### DATA SUPPLIED
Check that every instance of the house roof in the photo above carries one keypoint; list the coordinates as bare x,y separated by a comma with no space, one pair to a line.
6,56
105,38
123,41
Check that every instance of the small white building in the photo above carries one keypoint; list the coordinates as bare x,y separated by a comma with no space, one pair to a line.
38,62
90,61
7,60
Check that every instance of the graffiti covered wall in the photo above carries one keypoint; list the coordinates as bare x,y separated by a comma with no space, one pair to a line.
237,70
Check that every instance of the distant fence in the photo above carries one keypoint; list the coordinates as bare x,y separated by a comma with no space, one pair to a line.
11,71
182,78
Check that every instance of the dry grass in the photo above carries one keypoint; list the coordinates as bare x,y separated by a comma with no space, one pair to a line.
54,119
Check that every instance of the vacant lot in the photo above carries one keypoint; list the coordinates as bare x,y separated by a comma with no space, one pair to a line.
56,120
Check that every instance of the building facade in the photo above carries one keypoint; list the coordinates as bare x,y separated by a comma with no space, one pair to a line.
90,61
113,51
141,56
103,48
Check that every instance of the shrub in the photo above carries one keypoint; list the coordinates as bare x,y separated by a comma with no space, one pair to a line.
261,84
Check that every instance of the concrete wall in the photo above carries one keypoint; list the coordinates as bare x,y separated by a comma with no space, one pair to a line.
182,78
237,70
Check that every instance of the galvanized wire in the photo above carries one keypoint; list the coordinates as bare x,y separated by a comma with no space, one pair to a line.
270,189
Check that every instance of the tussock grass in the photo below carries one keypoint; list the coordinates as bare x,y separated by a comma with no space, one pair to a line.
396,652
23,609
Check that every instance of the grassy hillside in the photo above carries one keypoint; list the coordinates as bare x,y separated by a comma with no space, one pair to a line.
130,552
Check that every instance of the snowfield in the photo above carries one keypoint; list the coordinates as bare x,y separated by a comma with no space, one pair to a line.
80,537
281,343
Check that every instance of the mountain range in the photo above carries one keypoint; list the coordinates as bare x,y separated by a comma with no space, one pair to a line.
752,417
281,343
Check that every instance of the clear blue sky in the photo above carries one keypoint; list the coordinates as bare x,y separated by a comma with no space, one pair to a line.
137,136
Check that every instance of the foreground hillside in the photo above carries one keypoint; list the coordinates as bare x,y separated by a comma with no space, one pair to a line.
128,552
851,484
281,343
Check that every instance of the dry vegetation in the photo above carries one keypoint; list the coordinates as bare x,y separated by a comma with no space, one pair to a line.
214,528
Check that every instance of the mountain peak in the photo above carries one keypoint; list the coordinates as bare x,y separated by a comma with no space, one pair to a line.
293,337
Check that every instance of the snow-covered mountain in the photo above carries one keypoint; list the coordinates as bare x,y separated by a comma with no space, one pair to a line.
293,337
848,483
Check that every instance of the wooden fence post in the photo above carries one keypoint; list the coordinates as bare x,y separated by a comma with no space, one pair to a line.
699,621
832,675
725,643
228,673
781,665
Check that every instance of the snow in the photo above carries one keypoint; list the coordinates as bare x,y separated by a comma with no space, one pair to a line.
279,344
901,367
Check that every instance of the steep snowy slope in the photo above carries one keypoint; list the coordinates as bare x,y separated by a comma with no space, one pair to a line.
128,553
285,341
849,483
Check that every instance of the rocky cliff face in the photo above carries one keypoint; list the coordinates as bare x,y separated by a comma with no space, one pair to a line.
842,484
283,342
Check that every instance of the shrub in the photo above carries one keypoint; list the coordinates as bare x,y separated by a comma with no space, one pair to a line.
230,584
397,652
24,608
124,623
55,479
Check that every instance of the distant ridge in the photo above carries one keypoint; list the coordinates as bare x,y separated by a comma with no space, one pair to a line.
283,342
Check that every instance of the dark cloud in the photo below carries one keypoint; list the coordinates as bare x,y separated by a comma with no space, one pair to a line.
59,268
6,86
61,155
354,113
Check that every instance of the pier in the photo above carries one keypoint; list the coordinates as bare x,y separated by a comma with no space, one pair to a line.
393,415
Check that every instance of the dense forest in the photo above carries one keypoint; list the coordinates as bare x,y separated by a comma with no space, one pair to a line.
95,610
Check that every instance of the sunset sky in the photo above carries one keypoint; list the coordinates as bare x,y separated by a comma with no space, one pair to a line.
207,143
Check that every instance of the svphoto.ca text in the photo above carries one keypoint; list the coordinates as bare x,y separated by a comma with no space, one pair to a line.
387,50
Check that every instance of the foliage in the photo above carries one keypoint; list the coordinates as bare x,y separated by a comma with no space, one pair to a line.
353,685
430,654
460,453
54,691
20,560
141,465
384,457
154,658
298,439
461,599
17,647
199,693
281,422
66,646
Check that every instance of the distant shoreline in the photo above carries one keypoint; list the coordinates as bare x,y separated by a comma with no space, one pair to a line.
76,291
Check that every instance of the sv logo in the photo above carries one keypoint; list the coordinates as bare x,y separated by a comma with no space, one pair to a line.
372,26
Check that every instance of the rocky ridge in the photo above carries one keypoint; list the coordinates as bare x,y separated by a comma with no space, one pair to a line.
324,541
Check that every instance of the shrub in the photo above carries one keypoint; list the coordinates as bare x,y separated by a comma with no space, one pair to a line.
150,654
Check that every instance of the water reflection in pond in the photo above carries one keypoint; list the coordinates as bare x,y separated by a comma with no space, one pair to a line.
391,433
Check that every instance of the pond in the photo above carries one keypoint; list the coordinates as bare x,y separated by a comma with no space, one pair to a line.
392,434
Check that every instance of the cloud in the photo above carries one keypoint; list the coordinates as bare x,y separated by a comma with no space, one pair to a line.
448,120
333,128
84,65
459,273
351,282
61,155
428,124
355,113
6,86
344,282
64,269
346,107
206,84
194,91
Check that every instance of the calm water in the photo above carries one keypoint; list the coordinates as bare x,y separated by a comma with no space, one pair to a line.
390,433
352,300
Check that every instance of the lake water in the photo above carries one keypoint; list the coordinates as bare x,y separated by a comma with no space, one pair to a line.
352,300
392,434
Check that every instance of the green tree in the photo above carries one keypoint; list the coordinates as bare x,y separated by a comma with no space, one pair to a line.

### GIVEN INSTRUCTION
Update the lines starting with the line containing "Check that every instance of the cloud" and going on through the end of the material, changing "green tree" to "pine tree" and keeping every other part the same.

### WRITTEN RESPONSE
Check that every instance of the cloud in the photo above carries one keypoint; list the coordinates as bare x,y separated by a comma with no space, one pair to a line.
448,120
333,128
84,65
459,273
351,282
61,155
428,124
355,113
6,86
344,282
64,269
346,107
206,84
194,91
Check that every instance of the calm water in the photo above carries one keypoint; list the coordinates as bare x,y separated by a comma with no space, one pair to a line.
390,433
352,300
Check that every instance of the lake water in the photo above carries one keypoint; list the coordinates as bare x,y separated by a comma with no space, one pair to a line.
352,300
392,434
Check that every instance of the pine tree in the photo above carries one keypoint; list the coordinates as bare x,y separated by a comma with no space, one pair to a line.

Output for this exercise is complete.